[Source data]
○ ○ ○ ○ ○

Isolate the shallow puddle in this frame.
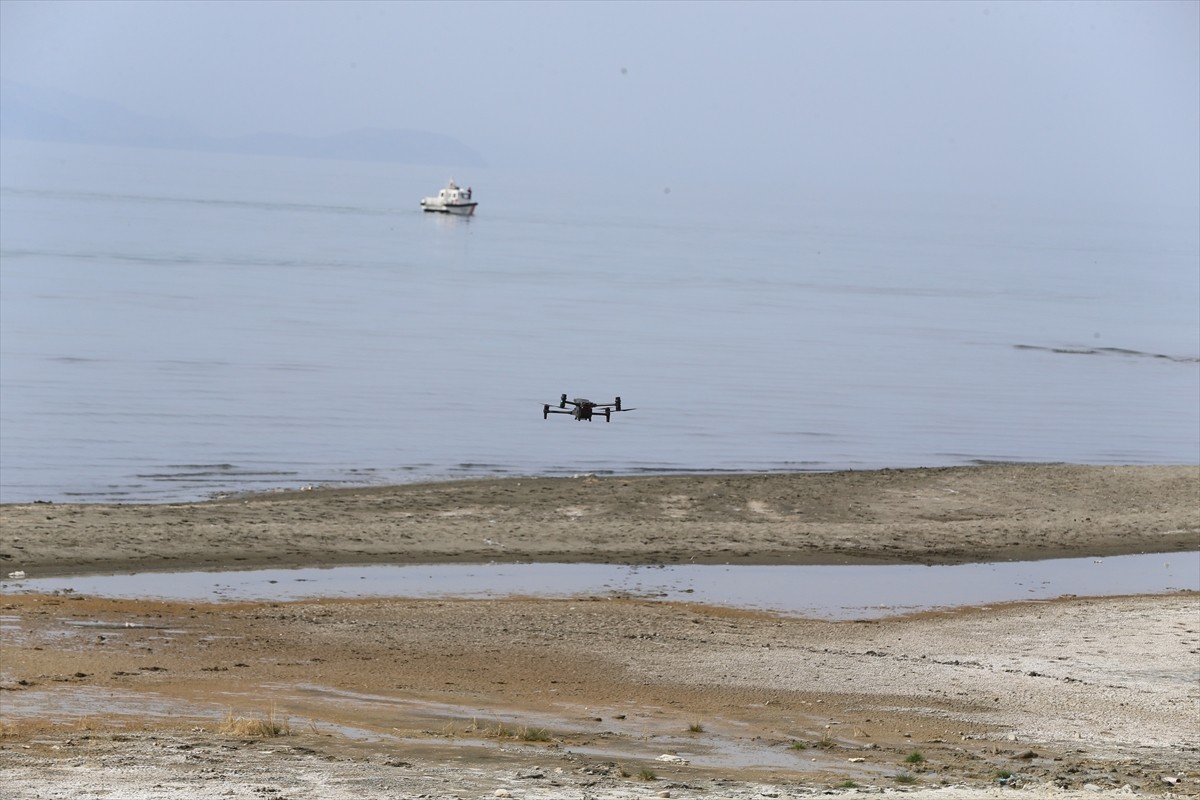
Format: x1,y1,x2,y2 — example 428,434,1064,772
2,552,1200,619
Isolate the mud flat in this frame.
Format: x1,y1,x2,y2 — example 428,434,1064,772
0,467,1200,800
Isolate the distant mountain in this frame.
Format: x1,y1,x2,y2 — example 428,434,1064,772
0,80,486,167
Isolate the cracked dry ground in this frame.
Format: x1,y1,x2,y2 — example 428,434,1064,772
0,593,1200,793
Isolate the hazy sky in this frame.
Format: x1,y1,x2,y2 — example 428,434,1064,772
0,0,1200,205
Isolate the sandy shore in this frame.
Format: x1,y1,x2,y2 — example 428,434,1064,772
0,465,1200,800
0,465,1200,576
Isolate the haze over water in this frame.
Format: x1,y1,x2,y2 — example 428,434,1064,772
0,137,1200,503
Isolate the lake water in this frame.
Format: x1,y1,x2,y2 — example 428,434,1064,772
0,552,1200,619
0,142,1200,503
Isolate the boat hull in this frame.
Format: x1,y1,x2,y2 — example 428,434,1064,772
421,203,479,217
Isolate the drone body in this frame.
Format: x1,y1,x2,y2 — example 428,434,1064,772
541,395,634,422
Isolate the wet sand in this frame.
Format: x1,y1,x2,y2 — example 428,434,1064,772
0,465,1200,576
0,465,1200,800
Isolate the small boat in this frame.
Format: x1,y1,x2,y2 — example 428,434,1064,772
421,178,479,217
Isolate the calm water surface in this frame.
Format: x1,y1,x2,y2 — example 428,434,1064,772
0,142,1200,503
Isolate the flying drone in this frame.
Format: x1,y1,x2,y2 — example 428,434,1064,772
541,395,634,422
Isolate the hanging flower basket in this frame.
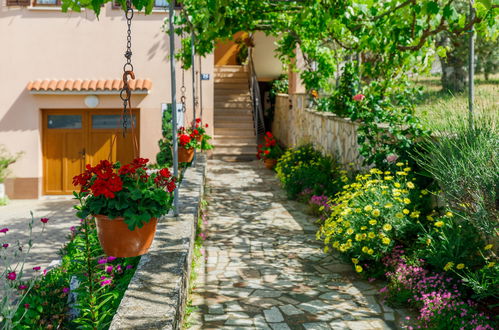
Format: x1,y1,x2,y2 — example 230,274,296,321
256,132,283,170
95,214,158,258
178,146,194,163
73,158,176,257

○ ○ ○ ○ ○

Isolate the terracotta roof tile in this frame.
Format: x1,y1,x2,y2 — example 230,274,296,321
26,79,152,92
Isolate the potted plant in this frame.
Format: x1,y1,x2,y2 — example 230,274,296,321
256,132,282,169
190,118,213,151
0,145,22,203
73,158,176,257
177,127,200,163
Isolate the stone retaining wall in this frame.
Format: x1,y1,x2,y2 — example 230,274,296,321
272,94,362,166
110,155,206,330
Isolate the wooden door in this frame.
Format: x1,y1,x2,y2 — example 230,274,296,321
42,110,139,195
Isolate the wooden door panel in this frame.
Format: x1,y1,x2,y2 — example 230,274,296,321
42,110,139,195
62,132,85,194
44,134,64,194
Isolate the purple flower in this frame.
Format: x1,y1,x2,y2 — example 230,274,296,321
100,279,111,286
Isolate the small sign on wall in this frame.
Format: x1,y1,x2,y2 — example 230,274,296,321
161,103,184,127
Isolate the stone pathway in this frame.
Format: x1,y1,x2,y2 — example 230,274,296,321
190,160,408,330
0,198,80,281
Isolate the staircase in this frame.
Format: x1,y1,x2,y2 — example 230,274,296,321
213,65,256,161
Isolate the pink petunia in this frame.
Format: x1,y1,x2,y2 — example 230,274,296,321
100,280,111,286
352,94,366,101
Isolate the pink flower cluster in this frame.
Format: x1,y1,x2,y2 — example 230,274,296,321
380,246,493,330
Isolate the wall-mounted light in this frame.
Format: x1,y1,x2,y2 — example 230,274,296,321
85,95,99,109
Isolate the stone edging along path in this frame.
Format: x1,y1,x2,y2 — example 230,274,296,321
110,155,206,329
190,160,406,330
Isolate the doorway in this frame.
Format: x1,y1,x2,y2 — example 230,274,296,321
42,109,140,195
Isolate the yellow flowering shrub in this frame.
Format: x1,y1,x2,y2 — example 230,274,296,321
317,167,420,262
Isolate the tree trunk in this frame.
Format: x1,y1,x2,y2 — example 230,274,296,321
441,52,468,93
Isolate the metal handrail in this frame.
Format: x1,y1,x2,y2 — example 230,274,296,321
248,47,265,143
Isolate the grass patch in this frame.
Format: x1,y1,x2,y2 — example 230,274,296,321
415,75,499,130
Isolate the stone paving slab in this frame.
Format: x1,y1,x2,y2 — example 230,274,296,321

○ ○ ○ ○ ○

Given instruction: List every line from the items above that contains the word "stone", treating uppercase and lowercase as different.

Written solution:
Isolate the stone retaining wall in this frame.
Isolate the stone pathway in this frame.
Isolate the stone edging along path in this frame.
Isolate the stone paving slab in this frame.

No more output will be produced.